What to do: Rewrite the listing lines starting at the one containing "Would you mind pointing out the small" and ending at the one containing "Would you mind pointing out the child". Switch "green shirt" to "red shirt" and leave everything else unchanged.

# Start of Items

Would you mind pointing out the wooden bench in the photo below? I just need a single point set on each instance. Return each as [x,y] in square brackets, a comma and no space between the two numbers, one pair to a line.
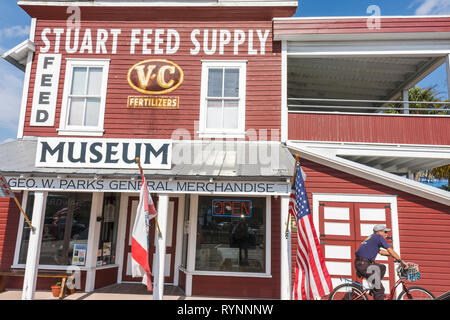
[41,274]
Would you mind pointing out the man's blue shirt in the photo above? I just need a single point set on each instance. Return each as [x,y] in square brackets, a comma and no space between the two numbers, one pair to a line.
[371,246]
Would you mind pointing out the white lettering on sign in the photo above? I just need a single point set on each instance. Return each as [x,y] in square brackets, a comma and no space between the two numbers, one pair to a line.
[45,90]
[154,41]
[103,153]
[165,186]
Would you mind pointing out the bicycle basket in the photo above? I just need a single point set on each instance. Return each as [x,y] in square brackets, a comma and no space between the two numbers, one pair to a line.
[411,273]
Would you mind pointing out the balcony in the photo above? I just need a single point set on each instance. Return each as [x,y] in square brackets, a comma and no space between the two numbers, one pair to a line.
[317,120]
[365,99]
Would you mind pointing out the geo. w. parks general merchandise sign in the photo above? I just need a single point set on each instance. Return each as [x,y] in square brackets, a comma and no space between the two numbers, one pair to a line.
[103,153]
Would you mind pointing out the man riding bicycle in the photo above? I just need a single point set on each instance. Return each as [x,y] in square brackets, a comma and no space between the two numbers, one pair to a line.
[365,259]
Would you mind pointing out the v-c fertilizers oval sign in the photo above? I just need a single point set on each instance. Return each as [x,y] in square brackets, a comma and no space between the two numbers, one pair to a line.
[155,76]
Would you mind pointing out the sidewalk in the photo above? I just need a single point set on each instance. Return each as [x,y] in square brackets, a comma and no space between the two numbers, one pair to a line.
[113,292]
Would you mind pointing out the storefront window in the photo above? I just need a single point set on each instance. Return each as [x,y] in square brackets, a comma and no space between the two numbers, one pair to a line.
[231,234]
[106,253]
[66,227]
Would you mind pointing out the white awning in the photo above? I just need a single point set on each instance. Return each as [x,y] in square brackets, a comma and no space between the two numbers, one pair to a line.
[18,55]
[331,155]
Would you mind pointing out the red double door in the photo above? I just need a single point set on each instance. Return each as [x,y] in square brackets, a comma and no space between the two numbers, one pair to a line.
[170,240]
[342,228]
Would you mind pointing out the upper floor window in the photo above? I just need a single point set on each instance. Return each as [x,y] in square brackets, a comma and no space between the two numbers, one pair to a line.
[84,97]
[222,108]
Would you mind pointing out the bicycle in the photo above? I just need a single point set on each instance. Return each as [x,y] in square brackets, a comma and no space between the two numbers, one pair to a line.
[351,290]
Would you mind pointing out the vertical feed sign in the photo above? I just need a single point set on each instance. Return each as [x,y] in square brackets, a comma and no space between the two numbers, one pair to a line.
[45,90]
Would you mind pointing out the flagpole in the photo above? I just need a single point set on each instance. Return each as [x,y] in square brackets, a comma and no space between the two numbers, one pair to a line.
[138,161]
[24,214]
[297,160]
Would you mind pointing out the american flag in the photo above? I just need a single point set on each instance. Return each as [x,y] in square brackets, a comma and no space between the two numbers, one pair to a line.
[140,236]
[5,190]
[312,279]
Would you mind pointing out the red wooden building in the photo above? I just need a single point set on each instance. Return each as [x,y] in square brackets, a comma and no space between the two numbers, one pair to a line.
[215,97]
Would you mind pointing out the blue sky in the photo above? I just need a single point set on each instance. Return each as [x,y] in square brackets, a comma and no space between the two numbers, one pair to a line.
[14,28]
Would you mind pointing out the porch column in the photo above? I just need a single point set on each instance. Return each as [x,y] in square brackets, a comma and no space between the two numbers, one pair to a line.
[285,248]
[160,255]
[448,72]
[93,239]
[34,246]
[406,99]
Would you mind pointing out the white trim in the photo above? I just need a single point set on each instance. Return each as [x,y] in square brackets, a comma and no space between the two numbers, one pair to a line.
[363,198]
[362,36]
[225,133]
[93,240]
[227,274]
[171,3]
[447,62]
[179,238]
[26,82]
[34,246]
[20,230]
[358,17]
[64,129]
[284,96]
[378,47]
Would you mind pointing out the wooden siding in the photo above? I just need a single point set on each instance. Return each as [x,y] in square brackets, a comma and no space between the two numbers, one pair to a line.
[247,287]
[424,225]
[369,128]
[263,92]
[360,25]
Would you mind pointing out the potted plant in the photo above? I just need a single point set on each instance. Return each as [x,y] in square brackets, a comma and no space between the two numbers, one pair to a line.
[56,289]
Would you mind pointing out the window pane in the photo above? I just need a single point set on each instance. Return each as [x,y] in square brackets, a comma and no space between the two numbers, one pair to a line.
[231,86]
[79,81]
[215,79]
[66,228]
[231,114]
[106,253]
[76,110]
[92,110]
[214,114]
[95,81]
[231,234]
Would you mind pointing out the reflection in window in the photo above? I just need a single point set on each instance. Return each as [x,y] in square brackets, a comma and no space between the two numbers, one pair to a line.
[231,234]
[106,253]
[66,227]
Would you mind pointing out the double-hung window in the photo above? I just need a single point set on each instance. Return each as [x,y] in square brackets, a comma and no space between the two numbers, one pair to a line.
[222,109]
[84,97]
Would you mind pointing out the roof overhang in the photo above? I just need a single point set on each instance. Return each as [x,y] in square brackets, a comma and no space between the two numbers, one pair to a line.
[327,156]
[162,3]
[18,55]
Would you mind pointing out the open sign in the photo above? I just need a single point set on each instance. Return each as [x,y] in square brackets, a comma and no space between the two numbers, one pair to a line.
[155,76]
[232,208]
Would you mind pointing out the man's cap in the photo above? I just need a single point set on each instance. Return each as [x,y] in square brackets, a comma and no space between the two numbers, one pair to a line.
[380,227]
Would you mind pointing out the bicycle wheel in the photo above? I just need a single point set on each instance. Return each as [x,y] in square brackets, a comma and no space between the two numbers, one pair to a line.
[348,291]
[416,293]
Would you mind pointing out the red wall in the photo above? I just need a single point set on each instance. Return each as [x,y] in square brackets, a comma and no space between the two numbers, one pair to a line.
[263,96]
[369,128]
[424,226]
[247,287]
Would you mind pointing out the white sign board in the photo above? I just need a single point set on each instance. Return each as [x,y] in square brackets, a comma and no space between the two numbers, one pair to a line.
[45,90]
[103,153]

# End of Items
# Start of Items

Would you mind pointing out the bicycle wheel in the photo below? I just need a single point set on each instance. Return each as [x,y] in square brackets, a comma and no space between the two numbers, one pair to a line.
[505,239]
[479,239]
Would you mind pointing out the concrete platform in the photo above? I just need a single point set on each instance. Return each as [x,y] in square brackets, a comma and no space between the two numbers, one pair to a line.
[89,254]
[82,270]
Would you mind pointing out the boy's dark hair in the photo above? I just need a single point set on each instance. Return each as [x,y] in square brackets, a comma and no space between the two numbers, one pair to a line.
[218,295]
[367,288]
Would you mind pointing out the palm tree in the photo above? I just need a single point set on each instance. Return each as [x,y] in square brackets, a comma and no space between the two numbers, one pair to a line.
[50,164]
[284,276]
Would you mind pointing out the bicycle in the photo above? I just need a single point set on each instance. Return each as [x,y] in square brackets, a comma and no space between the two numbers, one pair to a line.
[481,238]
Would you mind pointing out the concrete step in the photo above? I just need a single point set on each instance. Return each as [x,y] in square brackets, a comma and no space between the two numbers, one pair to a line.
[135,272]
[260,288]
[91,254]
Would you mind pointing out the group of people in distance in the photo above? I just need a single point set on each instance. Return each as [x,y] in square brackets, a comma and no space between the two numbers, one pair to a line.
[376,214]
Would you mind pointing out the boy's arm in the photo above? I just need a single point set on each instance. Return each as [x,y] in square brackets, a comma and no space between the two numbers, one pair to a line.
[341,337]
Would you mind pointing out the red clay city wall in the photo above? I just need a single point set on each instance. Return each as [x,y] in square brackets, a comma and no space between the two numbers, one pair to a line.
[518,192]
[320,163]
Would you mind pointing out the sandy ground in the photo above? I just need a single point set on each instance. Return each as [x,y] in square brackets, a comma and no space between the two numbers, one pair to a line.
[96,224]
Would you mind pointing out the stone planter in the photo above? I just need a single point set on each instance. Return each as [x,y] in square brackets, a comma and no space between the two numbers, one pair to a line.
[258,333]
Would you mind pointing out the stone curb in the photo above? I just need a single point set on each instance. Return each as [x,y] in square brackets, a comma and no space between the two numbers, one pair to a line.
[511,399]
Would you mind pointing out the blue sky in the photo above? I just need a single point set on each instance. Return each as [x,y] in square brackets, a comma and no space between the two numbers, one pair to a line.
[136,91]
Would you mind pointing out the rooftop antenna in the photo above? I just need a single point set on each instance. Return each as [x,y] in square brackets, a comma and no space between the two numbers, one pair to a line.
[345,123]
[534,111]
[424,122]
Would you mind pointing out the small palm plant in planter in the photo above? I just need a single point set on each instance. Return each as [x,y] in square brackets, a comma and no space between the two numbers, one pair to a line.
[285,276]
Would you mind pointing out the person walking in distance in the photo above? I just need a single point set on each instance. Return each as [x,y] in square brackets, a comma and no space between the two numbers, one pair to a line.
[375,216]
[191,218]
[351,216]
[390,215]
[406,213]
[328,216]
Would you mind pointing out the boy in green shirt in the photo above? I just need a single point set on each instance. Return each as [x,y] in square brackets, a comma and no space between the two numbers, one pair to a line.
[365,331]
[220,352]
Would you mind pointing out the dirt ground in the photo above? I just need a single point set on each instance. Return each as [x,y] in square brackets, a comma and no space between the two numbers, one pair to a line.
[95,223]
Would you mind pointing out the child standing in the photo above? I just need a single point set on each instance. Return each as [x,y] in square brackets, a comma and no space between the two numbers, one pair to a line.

# End of Items

Task result:
Would you mind pointing out the small palm plant in planter in the photo above? I just need a single point set on each instance. Return each as [x,y] in square brackets, a comma and no space between the two numbers, one pair to a line.
[285,276]
Would you mind pointing out the person walking in distance in the photo above? I just need a single point set on each instance. Return each as [x,y] in square brackets, a comma and no space between the two numbers, one pair to a line.
[375,216]
[191,218]
[351,216]
[390,215]
[406,213]
[328,216]
Would you mind pointing out the boy in red shirt in the photo above? I just need a single point set on each instance. Return each as [x,y] in square brackets, a comma and no space between the two numbers, one pair to a line.
[365,331]
[220,352]
Would you mind pointing out the dirt ground in the photo above? I just need a single point set on each instance. Return each as [x,y] in square brackets, a comma and no space between the two numbers, one pair to a line.
[95,223]
Would you mind pointing out the child standing in the photo above? I just need a single point set on each instance. Return each as [x,y] in square brackets, a comma and no space between the two numbers, one pair to a line.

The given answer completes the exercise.